● Directions:
Could you output the data word for word, starting at the line containing "Practice. Annotate every instance of the woman with blonde" and ending with the line containing "x=133 y=392", both lines included, but without the pictures?

--- start Material to process ---

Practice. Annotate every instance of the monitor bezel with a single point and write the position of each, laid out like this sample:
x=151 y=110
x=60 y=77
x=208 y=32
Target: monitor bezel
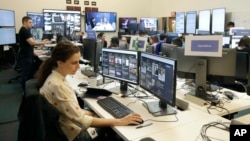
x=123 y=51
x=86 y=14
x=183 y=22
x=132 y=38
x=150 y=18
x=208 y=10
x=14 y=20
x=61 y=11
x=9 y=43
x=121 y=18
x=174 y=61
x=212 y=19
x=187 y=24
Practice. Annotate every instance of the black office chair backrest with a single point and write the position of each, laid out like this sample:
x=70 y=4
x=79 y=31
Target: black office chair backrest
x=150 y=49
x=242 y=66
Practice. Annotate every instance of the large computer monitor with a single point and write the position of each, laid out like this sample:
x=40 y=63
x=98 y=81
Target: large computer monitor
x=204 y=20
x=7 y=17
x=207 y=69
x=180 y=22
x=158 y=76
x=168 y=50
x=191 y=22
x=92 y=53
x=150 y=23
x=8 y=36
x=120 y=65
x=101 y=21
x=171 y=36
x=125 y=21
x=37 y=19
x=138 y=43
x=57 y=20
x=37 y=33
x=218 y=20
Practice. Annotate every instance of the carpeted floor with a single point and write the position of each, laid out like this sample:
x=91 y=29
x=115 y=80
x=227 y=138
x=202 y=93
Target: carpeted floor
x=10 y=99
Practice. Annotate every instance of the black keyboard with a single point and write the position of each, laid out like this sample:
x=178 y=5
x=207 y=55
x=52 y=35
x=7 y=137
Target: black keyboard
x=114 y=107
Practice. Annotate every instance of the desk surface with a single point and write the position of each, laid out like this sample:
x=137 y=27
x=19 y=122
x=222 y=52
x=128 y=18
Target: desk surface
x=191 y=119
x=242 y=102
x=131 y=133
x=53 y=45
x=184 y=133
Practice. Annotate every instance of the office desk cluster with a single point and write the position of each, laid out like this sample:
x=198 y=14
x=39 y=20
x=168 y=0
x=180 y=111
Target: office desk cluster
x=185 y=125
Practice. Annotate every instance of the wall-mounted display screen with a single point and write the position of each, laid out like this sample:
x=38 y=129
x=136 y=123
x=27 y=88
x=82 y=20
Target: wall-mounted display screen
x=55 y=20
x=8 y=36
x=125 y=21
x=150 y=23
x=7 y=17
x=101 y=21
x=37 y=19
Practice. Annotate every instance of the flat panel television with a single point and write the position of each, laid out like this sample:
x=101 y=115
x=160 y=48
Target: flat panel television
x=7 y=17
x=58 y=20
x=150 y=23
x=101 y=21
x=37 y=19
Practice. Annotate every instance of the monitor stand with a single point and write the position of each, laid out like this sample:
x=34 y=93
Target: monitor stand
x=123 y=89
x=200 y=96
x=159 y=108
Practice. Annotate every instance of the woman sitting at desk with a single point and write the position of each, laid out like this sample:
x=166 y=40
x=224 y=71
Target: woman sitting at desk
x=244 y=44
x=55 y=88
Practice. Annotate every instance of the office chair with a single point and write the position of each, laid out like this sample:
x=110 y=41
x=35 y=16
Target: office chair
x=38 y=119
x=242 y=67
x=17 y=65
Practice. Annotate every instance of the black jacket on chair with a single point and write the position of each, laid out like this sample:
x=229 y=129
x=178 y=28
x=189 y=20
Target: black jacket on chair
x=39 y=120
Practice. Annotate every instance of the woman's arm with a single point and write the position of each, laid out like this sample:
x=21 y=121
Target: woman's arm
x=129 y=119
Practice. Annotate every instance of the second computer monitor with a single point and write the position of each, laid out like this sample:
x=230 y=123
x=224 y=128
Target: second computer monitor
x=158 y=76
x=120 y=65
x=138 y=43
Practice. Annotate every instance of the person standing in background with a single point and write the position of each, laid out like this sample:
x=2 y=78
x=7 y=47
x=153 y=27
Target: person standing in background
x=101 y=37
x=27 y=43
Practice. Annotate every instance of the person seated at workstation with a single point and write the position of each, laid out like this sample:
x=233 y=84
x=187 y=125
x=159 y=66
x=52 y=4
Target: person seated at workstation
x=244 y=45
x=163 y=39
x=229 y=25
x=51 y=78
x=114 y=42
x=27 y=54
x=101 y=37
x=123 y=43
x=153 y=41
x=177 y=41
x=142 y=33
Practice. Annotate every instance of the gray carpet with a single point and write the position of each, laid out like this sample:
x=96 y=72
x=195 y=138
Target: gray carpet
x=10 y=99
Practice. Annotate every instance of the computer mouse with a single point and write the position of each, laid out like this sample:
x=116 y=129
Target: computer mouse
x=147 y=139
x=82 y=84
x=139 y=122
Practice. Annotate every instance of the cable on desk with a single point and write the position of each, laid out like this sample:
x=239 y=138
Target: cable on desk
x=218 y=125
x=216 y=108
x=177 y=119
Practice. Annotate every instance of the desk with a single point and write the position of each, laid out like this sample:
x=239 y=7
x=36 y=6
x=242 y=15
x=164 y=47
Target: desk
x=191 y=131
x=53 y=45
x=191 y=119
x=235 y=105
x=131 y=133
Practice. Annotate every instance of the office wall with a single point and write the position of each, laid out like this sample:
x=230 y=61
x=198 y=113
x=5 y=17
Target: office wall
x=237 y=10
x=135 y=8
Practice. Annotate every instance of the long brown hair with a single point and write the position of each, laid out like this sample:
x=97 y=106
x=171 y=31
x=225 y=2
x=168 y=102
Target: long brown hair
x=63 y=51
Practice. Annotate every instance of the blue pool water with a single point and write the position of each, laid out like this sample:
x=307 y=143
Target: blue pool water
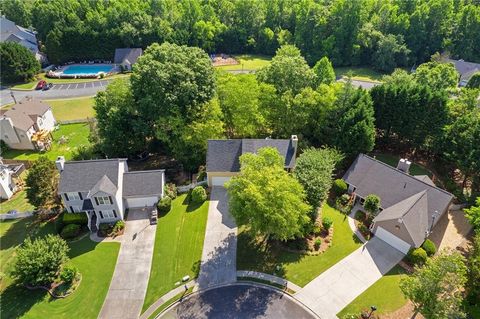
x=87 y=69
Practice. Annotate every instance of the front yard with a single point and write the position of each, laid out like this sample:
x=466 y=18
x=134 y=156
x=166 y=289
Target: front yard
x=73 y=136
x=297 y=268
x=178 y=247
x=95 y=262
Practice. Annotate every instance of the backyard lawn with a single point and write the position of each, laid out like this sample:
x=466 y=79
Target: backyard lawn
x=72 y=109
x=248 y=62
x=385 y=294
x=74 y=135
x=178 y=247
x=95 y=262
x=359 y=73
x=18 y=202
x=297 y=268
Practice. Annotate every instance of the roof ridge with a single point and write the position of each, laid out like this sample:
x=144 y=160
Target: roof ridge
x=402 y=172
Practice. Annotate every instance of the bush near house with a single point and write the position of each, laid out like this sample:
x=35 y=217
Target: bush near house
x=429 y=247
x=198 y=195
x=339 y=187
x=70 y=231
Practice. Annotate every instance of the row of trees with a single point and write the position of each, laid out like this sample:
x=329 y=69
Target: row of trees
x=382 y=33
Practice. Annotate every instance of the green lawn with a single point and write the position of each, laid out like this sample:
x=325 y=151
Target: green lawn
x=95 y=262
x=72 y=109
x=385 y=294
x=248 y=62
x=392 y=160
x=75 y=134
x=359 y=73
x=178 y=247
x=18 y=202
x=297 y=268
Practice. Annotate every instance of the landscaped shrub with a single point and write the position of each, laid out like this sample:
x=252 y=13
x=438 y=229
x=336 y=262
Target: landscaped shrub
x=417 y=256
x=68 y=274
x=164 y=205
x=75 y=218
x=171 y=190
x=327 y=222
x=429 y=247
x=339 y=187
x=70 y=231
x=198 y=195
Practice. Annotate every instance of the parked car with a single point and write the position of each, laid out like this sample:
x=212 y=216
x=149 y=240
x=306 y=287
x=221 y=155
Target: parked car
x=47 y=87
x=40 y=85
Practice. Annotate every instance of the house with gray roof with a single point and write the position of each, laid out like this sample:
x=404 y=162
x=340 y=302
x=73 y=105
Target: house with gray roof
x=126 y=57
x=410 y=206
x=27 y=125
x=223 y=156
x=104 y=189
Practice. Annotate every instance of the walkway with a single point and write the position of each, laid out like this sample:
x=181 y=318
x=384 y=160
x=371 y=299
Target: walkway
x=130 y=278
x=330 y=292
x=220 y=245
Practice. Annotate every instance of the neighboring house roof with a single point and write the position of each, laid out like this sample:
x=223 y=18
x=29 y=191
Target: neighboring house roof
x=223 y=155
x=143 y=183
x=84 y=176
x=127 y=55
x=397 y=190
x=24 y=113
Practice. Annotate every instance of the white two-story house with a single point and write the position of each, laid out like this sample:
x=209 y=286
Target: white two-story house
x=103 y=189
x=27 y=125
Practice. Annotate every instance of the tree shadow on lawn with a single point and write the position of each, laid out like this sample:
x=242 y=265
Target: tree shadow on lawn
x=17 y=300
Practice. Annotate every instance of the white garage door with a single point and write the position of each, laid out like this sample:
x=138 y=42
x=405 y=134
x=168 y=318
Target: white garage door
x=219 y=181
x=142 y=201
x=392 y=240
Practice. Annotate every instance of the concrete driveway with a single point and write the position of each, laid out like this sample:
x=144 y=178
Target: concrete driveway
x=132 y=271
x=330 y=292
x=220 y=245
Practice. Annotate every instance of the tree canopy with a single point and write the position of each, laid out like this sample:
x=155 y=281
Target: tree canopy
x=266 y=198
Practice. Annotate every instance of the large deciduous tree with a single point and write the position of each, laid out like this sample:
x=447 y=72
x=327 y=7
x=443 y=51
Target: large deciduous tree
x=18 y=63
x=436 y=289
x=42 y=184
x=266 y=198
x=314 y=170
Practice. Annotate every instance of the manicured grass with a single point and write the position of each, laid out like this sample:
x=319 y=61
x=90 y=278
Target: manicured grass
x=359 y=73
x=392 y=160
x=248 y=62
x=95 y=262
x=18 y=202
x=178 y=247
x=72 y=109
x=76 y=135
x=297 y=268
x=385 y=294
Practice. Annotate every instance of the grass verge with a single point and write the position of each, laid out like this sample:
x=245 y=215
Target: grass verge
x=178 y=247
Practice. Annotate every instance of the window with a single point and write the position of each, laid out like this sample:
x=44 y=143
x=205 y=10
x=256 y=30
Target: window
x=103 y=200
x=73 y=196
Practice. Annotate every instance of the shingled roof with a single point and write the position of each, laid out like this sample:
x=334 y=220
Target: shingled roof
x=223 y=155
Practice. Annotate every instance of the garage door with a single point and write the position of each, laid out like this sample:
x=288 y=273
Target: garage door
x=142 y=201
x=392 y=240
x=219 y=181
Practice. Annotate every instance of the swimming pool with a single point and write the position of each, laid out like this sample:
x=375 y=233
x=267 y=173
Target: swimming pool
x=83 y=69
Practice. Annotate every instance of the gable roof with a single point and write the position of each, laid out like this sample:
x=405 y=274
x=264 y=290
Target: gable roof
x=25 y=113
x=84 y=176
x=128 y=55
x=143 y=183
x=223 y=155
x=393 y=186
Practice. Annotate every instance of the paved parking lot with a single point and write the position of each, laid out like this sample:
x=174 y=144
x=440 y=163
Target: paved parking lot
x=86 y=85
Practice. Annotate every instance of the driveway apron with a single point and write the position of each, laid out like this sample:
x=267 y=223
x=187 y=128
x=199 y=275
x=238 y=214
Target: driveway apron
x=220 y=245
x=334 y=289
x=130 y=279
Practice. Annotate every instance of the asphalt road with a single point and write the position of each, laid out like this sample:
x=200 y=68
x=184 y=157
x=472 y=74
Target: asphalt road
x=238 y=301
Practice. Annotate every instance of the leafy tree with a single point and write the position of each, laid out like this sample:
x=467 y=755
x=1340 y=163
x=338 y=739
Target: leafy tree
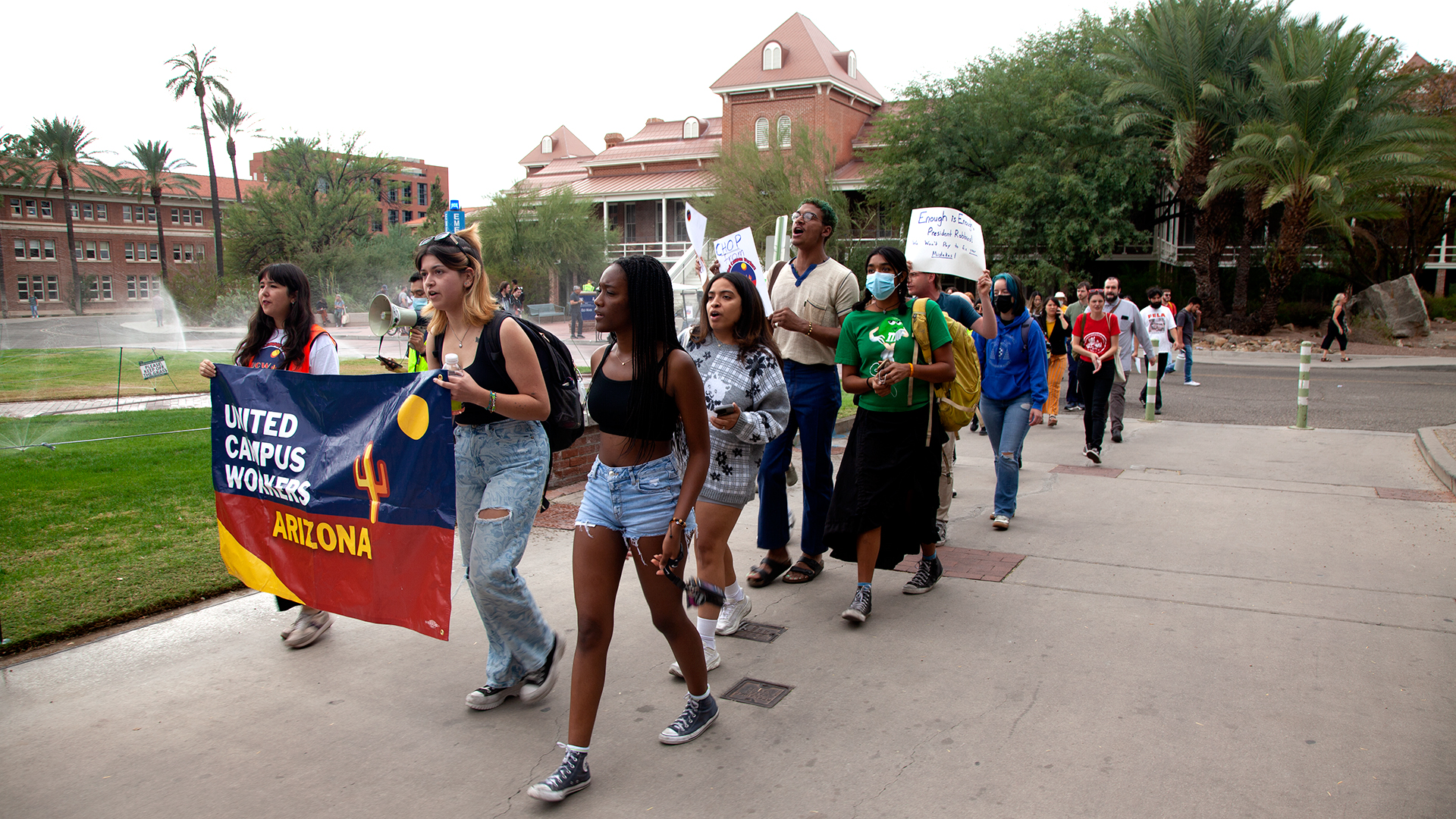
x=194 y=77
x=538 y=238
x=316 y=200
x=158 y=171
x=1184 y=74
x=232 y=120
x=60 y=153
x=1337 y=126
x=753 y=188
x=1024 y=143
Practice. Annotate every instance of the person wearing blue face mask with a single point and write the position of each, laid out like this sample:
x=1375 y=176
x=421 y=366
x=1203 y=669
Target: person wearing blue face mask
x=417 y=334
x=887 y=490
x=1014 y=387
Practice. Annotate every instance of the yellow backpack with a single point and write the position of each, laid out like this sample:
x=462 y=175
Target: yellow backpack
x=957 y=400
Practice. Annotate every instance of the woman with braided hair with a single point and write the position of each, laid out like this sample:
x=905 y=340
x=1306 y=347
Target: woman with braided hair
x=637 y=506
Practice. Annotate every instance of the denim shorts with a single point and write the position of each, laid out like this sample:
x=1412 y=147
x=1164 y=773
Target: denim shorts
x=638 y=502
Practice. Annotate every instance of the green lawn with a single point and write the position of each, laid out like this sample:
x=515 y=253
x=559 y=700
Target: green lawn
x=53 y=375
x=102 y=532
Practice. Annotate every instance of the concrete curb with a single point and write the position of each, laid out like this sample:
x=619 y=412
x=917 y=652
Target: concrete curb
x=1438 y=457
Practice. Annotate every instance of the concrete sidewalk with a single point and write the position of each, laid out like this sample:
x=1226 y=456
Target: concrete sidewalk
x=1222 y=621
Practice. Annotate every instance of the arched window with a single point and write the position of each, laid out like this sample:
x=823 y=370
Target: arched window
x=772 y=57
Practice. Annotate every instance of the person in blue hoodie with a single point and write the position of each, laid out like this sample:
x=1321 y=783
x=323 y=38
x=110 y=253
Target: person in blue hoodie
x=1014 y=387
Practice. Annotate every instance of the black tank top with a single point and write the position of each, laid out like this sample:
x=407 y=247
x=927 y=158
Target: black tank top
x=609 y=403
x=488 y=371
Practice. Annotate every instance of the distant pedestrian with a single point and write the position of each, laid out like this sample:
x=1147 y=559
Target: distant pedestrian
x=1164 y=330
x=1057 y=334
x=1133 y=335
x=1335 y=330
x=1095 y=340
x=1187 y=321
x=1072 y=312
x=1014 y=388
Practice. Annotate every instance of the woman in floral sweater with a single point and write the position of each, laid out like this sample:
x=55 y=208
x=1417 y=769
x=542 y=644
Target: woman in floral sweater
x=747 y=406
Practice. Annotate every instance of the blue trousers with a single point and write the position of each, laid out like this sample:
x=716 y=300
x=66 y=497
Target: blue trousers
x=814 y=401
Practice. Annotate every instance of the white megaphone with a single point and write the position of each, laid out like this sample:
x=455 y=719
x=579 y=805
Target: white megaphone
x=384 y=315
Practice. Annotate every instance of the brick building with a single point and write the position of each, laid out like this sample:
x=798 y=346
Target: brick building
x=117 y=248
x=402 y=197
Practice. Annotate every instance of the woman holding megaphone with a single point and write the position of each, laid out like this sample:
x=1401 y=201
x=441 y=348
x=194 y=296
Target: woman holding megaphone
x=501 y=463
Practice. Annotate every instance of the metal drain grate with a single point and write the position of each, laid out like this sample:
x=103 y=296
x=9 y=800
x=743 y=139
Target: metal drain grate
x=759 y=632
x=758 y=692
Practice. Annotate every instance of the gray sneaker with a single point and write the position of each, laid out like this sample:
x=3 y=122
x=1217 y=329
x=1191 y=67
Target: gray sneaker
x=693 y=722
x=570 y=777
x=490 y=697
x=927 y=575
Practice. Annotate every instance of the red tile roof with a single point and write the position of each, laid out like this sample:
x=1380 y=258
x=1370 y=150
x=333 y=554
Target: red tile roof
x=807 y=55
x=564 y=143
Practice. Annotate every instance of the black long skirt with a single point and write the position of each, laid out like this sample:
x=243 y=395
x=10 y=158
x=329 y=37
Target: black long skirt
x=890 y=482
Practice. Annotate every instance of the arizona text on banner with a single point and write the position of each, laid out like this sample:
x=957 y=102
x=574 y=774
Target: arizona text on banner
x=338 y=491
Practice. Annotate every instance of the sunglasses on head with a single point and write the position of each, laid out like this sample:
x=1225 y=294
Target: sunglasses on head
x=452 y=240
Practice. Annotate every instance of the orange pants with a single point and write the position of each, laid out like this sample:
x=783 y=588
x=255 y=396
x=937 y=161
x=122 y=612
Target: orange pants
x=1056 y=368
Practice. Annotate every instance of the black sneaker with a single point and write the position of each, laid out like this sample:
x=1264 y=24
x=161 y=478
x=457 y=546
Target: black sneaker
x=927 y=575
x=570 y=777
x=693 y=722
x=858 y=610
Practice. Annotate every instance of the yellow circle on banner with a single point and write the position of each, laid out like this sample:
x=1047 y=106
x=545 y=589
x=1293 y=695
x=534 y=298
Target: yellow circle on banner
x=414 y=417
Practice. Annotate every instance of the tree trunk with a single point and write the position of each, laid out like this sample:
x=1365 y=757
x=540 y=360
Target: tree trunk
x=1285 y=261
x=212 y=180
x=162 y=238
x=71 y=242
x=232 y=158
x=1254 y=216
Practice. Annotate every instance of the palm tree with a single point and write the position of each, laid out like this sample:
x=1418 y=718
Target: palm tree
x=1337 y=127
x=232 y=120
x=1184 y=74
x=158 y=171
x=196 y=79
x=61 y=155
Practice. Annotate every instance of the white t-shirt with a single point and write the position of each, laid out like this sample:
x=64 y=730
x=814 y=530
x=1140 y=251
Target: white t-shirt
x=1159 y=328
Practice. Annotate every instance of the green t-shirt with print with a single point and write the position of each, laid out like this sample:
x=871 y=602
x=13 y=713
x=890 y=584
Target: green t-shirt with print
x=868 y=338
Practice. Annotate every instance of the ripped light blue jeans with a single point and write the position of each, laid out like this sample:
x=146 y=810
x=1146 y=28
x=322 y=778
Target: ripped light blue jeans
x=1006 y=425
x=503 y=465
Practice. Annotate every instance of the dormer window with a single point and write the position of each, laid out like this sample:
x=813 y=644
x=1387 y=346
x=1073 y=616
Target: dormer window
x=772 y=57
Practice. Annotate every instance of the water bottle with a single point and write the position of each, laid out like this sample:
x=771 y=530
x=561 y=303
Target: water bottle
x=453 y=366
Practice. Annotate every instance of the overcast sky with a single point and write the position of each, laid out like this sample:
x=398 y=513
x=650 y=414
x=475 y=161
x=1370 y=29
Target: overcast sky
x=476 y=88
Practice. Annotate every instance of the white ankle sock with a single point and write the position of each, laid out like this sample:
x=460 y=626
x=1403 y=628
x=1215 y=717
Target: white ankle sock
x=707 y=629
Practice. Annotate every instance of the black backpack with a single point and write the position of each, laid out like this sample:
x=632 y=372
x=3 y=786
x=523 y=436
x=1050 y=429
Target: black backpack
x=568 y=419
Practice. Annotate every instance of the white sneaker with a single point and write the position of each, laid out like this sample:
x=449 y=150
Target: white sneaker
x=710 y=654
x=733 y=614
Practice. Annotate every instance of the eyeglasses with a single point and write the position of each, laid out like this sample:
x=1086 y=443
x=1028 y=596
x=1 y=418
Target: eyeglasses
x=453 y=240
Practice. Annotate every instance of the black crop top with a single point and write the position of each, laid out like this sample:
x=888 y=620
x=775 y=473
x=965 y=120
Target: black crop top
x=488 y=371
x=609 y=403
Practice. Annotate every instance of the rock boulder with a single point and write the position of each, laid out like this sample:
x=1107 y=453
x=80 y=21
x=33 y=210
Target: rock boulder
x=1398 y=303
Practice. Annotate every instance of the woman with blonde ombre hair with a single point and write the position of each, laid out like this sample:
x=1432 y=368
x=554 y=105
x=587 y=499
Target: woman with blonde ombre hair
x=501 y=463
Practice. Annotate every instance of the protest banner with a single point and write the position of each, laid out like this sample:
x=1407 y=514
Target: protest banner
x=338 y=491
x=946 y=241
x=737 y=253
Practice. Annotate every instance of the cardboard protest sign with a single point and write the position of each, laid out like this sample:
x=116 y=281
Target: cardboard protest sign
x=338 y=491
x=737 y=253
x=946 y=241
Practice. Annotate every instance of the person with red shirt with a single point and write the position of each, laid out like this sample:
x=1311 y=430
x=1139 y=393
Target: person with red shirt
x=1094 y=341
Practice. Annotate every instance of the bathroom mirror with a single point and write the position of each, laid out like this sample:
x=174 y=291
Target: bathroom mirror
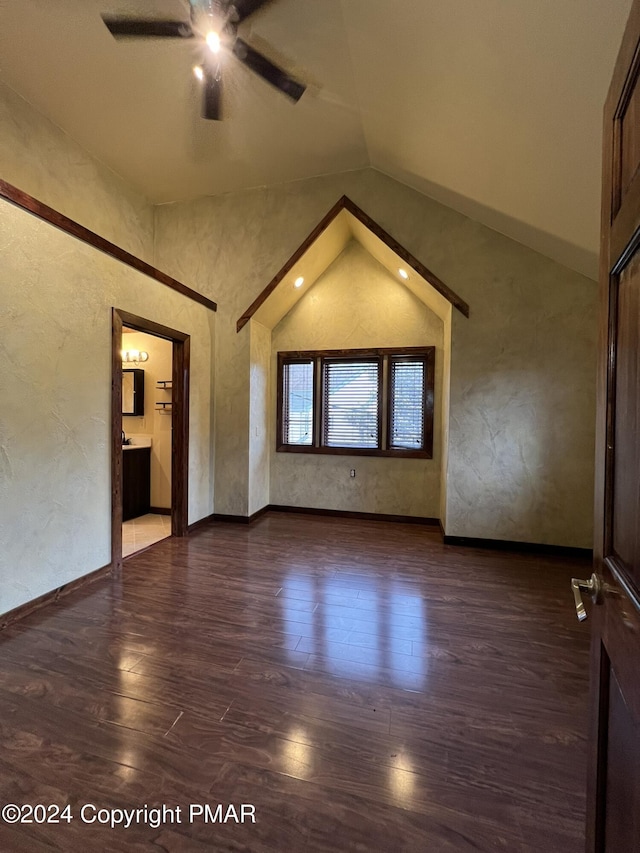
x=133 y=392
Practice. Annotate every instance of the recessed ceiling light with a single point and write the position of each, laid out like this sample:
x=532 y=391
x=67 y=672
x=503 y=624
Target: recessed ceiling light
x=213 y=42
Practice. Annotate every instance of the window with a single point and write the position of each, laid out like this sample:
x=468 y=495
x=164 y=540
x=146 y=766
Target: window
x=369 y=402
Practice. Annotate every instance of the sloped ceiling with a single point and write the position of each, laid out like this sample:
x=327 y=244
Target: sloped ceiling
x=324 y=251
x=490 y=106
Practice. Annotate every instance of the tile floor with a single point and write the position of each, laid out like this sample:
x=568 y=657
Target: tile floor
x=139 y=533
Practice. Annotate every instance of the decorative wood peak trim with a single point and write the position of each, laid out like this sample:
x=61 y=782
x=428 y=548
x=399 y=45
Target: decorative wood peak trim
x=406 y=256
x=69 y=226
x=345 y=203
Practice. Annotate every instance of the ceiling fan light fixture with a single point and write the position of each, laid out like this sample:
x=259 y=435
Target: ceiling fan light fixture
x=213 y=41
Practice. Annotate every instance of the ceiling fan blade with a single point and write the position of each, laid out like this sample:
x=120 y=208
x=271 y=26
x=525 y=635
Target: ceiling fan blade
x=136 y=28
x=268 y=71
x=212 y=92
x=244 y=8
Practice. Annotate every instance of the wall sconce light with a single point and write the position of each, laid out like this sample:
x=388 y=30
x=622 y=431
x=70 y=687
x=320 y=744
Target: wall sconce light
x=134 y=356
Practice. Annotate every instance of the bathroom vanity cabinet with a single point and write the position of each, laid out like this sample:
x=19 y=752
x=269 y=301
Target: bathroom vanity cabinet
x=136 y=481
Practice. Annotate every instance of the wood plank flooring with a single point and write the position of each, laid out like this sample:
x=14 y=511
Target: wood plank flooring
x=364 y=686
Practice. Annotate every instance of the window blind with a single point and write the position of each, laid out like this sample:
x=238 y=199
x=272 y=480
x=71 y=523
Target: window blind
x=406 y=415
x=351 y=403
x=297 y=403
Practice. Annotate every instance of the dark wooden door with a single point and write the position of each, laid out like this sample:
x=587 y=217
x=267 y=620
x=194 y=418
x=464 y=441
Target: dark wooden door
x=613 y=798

--- end Material to process ---

● Completed task:
Practice. Annotate every instance of the woman with blonde ombre hair with a single point and write the position of each, laid out like this sample:
x=1432 y=368
x=554 y=105
x=587 y=499
Target: woman with blonde ombre hair
x=501 y=463
Practice. Annotate every instance of the protest banner with a single point and write the position of each, laid out like this sample:
x=1407 y=514
Target: protest banner
x=338 y=491
x=946 y=241
x=737 y=253
Practice. Annotate every instance of the cardboard protest sign with a single point and write the position of each, laid out like this sample:
x=116 y=281
Target: cardboard protest sign
x=338 y=491
x=737 y=253
x=946 y=241
Practice. Annotate every instance of the person with red shirt with a single point and write the position of each, laid out like this sample:
x=1311 y=430
x=1139 y=393
Target: person with red shirt
x=1094 y=341
Practice. Annotate every instance of the bathroom mirror with a single point and write the position of each, laid out like this sample:
x=174 y=291
Target: bathroom mirror
x=133 y=392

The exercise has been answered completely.